Extrait du document –
——

Par Benjamin Barthe
Les bombardements visent à anéantir la rébellion et décourager la population. «Ce sont les frappes les plus dures de ces cinq dernières années», selon un docteur encore sur place.
Bombarder, encercler, affamer. Pendant des mois, des années, sans discontinuer. Jusqu’à ce que l’ennemi, à bout de forces, décide de baisser les armes et d’évacuer la zone qu’il défendait. C’est la stratégie poursuivie par le régime syrien depuis 2011 pour mater l’insurrection anti-Assad. Une guerre d’étouffement, lente et cruelle, qui convient bien à l’armée loyaliste, patchwork de milices et d’unités régulières, aux capacités offensives limitées.

——

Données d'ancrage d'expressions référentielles
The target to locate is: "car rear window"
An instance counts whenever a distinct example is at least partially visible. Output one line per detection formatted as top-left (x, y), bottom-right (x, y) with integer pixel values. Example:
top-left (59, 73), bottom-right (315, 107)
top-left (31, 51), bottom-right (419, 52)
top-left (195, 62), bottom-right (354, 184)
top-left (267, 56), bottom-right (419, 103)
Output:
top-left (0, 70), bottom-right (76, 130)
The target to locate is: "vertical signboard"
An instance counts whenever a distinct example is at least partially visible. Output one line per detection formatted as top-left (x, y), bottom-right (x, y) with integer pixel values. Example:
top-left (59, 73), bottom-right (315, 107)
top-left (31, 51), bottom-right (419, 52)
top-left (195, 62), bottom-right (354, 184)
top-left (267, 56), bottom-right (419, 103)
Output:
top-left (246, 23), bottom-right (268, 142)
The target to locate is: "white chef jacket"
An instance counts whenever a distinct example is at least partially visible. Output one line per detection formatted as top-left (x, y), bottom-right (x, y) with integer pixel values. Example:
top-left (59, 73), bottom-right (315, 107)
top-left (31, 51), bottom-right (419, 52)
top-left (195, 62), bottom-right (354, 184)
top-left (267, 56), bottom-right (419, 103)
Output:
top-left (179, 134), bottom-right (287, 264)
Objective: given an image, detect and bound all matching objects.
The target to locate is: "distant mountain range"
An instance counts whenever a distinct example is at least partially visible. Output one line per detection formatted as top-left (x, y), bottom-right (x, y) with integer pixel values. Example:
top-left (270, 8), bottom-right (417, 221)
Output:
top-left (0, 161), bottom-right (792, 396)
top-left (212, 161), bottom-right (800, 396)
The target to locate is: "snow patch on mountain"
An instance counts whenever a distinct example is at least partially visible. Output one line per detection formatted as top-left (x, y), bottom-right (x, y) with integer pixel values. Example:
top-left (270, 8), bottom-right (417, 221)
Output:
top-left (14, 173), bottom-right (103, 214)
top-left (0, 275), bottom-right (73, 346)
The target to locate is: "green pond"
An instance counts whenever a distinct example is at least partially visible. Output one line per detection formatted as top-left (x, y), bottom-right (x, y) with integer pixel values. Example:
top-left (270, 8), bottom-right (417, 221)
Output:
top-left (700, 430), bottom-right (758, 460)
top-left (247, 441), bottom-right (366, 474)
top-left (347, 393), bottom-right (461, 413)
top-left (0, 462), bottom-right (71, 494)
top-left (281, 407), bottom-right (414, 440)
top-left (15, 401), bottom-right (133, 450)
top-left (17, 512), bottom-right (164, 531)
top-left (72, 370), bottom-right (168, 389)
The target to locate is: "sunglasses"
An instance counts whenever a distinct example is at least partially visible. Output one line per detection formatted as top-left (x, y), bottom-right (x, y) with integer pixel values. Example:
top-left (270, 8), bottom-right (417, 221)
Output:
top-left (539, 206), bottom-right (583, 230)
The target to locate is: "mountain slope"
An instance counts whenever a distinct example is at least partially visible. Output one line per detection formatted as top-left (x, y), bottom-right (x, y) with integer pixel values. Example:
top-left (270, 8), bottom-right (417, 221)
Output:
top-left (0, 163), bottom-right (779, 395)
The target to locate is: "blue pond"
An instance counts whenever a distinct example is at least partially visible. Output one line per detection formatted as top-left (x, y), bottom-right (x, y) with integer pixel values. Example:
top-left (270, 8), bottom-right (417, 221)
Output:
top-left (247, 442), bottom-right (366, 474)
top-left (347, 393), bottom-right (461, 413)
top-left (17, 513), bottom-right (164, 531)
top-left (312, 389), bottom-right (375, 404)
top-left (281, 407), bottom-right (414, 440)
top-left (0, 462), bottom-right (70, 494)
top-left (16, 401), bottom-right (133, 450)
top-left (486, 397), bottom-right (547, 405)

——

À faire –
1) Recopiez l'extrait sur le régime syrien en partant de « Par Benjamin Barthe » et en allant jusqu'à « encore sur place. ».
2) Répondez à ces questions d'après l'extrait sur le régime syrien :
(a) Selon le docteur encore sur place, comment sont les frappes actuelles ?
(b) Depuis quelle année le régime syrien suit-il cette stratégie ?
(c) De quoi est composée l'armée loyaliste ?
3) Résumez en liste le paragraphe de l'extrait sur le régime syrien qui commence par « Bombarder, encercler, affamer », en gardant ses faits principaux.
Ce matériel est distinct de l'extrait sur le régime syrien.

Réponses par tâche –
1)
Par Benjamin Barthe
Les bombardements visent à anéantir la rébellion et décourager la population. «Ce sont les frappes les plus dures de ces cinq dernières années», selon un docteur encore sur place.

2)
(a) Ce sont les frappes les plus dures de ces cinq dernières années.
(b) Depuis 2011.
(c) D'un patchwork de milices et d'unités régulières.

3)
- Stratégie : bombarder, encercler, affamer, sans arrêt, pendant des mois ou des années.
- But : que l'ennemi épuisé baisse les armes et quitte la zone qu'il défendait.
- Suivie par le régime syrien depuis 2011 pour mater l'insurrection anti-Assad.
- Une guerre d'étouffement, lente et cruelle.
- Elle convient à l'armée loyaliste, faite de milices et d'unités régulières, aux capacités offensives limitées.